_Source_.
------------------------------------

Charles Grodin and Johnny Carson in 1990. Photo: Chris Haston/NBC/NBCU Photo Bank via Getty Images

This post was originally published on December 12, 2011. It has been updated following the news of Grodin’s death on May 18, 2021.

Imagine you’re Roman Polanski. (Stay with me, this isn’t going where you think.) It’s 1968, and you’re working on Rosemary’s Baby, a thriller that will go on to earn six Golden Globe and two Academy Award nominations. Everything’s going great until a bit player delays a day of shooting to debate your carefully scripted delivery. “To me, that’s not being a troublemaker — that’s just being alive,” actor Charles Grodin recalls the incident, more Zen than mortified, in a 1997 interview with Charlie Rose. The memory, and the glib explanation of it, exemplifies performer turned pundit Grodin’s infamous churlishness, part of a personality introduced over dozens of wonderfully awkward late-night TV appearances.

Grodin, whose career spanned nearly 50 years, was a well-known thorn in the side of hosts who spent decades dealing with his aggressive demeanor. His early guest appearances on the talk-show circuit were quickly categorized as schtick, the affectation of a combative character whose eye-rolling accusations aimed to expose the fake friendliness of celebrity culture — and to prove that audiences loved the abuse. Throughout his shifting career, Grodin maintained and expanded on this “character,” challenging hosts and audiences to play along with the joke or become the target.

Maybe you’ve only caught glimpses of Grodin — say, on a Miami beach honeymoon in The Heartbreak Kid, or introspectively playing the flute in Thieves (something he actually, sincerely does, about 22:30 in) — or maybe you only remember him “playing straight man to a St. Bernard.” But for better or worse, he holds a place in late-night history for adding some edge to a traditionally smooth-talking time slot.

------------------------------------

_Data provided_.
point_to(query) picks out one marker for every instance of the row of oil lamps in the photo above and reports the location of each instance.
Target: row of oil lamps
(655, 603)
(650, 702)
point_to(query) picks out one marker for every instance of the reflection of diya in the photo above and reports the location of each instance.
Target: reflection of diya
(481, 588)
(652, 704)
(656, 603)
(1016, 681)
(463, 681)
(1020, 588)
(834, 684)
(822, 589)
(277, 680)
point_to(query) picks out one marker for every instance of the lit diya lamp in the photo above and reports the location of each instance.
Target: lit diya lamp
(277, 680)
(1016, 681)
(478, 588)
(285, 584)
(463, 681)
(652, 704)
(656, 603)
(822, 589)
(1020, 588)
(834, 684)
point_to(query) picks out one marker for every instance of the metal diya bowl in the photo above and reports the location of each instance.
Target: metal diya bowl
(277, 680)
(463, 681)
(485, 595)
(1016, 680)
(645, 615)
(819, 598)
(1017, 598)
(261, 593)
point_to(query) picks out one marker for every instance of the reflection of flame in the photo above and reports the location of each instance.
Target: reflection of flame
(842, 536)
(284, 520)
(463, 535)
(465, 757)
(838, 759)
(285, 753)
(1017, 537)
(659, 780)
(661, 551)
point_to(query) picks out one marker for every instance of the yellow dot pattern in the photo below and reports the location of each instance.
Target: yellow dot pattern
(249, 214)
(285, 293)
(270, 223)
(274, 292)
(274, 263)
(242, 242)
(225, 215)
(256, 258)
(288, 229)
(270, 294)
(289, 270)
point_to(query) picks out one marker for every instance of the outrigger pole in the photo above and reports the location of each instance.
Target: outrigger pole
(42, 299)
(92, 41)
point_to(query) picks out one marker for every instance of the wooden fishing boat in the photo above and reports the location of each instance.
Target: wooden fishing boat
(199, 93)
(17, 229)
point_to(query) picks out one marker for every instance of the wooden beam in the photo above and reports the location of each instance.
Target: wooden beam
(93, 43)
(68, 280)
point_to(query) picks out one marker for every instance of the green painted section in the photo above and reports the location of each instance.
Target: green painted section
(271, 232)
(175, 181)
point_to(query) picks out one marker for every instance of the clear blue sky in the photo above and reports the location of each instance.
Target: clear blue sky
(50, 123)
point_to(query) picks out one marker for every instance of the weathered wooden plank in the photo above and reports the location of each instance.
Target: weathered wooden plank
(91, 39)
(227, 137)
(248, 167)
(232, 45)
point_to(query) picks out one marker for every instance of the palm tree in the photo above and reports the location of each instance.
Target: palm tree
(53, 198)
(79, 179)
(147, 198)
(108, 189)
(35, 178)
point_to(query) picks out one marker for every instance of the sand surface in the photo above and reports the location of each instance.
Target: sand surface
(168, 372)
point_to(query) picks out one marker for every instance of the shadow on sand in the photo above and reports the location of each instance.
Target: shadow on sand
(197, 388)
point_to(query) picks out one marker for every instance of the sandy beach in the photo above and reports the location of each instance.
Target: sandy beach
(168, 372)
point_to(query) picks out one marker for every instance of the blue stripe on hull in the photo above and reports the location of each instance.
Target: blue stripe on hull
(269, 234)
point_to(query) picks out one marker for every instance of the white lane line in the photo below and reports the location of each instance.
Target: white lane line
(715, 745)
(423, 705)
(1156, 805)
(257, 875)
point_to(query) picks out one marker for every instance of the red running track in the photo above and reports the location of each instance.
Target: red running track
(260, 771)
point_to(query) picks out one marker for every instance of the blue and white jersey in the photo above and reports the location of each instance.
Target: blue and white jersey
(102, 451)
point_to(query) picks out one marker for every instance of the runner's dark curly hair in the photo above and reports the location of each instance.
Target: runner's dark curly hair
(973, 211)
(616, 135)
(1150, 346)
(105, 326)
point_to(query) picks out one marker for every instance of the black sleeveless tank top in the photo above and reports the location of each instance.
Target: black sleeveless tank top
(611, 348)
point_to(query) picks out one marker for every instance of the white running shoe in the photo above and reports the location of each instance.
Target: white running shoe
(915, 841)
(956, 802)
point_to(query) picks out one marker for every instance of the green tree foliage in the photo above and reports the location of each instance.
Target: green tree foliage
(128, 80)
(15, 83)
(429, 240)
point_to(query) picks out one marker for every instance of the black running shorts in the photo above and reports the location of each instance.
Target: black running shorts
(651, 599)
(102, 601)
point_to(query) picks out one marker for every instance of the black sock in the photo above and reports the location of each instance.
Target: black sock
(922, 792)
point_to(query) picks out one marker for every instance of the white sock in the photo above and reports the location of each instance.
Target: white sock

------------------------------------

_The task_.
Copy down the passage from the piece on Charles Grodin, starting at "Grodin, whose career" and ending at "become the target.". The material is separate from the piece on Charles Grodin.

_Correct output_.
Grodin, whose career spanned nearly 50 years, was a well-known thorn in the side of hosts who spent decades dealing with his aggressive demeanor. His early guest appearances on the talk-show circuit were quickly categorized as schtick, the affectation of a combative character whose eye-rolling accusations aimed to expose the fake friendliness of celebrity culture — and to prove that audiences loved the abuse. Throughout his shifting career, Grodin maintained and expanded on this “character,” challenging hosts and audiences to play along with the joke or become the target.